--- Record excerpts ---
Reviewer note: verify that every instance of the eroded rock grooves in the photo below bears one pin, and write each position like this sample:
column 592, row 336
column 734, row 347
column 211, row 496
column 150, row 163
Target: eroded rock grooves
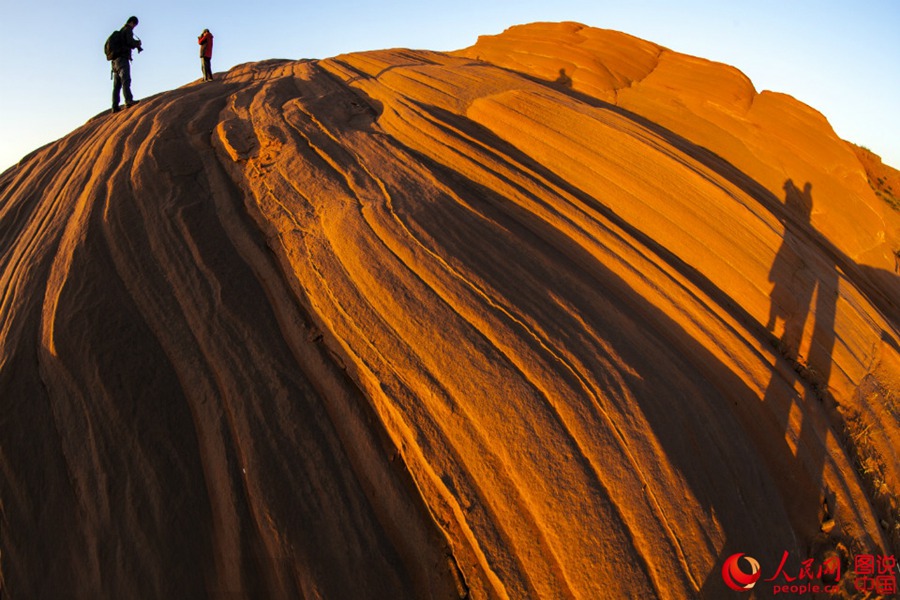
column 564, row 314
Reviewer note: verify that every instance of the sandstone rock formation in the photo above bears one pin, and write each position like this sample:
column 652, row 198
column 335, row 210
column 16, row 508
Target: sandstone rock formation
column 564, row 314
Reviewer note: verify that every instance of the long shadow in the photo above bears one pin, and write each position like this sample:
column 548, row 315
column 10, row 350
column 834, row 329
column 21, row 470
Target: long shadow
column 764, row 421
column 868, row 280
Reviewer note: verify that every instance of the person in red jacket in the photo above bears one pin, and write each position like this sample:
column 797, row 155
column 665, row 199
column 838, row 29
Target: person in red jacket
column 205, row 41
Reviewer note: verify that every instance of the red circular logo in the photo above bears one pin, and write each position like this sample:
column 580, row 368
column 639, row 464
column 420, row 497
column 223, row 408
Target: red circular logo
column 735, row 577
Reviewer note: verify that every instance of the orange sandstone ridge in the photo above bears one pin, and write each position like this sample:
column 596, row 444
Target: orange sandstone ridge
column 563, row 314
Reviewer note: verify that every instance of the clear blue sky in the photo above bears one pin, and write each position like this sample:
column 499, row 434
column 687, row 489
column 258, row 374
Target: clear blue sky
column 840, row 57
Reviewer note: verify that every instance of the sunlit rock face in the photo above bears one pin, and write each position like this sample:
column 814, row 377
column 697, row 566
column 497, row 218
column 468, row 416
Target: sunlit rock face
column 563, row 314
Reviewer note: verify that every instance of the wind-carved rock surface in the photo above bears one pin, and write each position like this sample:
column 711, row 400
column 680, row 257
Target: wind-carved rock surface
column 564, row 314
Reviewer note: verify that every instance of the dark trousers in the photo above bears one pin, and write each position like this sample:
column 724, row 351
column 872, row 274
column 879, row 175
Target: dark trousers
column 121, row 81
column 206, row 66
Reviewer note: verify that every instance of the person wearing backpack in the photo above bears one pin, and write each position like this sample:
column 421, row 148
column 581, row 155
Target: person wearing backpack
column 205, row 41
column 118, row 50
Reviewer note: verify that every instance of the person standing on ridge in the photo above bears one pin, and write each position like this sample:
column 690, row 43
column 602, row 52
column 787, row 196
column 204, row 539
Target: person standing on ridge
column 120, row 45
column 205, row 41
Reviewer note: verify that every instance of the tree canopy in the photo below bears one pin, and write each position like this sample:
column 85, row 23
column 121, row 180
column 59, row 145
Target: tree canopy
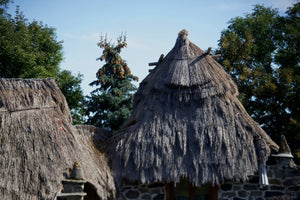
column 261, row 52
column 31, row 50
column 110, row 104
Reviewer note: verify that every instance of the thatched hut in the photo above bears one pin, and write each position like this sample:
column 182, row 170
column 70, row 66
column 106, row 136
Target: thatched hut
column 38, row 144
column 188, row 122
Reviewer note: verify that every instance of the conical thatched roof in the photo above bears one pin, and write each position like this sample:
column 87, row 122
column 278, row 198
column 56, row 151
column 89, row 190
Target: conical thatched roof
column 38, row 144
column 187, row 121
---
> _What you are asked to do_
All of the data must be given again exactly, without the pictures.

> _Response to this exercise_
Reviewer note: verify that every instance of the eroded rock grooves in the photo below bears one pin, and write each position like this sample:
column 592, row 336
column 734, row 347
column 211, row 496
column 150, row 163
Target: eroded rock grooves
column 564, row 314
Reviewer note: verify that every instance of the sandstone rock formation in the photo above bears one pin, and write each position like this sample:
column 652, row 198
column 335, row 210
column 16, row 508
Target: sandstone rock formation
column 564, row 314
Reviewer note: verify that every instance of the long shadow in the photo above bears one pin, and write each position like this sample:
column 548, row 315
column 10, row 350
column 834, row 329
column 21, row 470
Target: long shadow
column 764, row 421
column 868, row 280
Reviewer note: verify that every instance of the person in red jacket in the photo above bears one pin, and write each position like this sample:
column 797, row 155
column 665, row 199
column 838, row 29
Target: person in red jacket
column 205, row 41
Reviewer note: verify that every instance of the red circular logo in the photo above bears one pin, and write each position like this sample:
column 580, row 368
column 639, row 464
column 420, row 497
column 223, row 408
Target: red circular logo
column 735, row 577
Reviewer note: verify that every instance of the orange sandstone ridge in the photo above bears one pin, and write each position like this sample:
column 596, row 444
Target: orange sandstone ridge
column 563, row 314
Reviewer note: verify that every instance of the clear blue sky in the photo above bears one pin, and write each position like this sample:
column 499, row 434
column 687, row 489
column 258, row 374
Target: clear blue sky
column 840, row 57
Reviewer note: verify that every instance of the sunlit rock face in the photo above bears one pin, and write each position like this sample:
column 814, row 377
column 697, row 566
column 497, row 218
column 468, row 416
Target: sunlit rock face
column 563, row 314
Reviewer note: verify that every instance of the wind-carved rock surface in the photo above bears one pin, and write each position like this sample:
column 711, row 400
column 680, row 257
Target: wind-carved rock surface
column 564, row 314
Reviewer note: verify that every instance of the dark trousers in the photo above bears one pin, and write each position like this sample:
column 724, row 351
column 872, row 274
column 879, row 175
Target: dark trousers
column 121, row 81
column 206, row 66
Reviewer note: verify that every instance of the person wearing backpack in the photo above bears one pin, and write each position like this sample:
column 421, row 148
column 581, row 155
Target: person wearing backpack
column 205, row 41
column 118, row 50
Reviewer note: verify that every instance of the person standing on ridge in the photo above bears one pin, and write each position like this sample:
column 690, row 43
column 602, row 52
column 787, row 196
column 204, row 539
Target: person standing on ridge
column 120, row 45
column 205, row 41
Reviewer note: verify that every instance of the tree canopy in the photo below bears one pin, and write each position like this sample:
column 85, row 23
column 121, row 180
column 59, row 145
Target: tree canopy
column 261, row 52
column 31, row 50
column 110, row 104
Reviewer note: verify that every instance of the thatched hut in the photo above bears one pin, and write each position like this sample:
column 182, row 170
column 70, row 66
column 106, row 136
Target: thatched hut
column 38, row 144
column 188, row 122
Reviewer note: verify that every instance of the conical thatched roof in the photo above bears one pin, and write each position like this sample:
column 87, row 122
column 278, row 198
column 56, row 151
column 89, row 190
Target: conical thatched roof
column 38, row 144
column 187, row 121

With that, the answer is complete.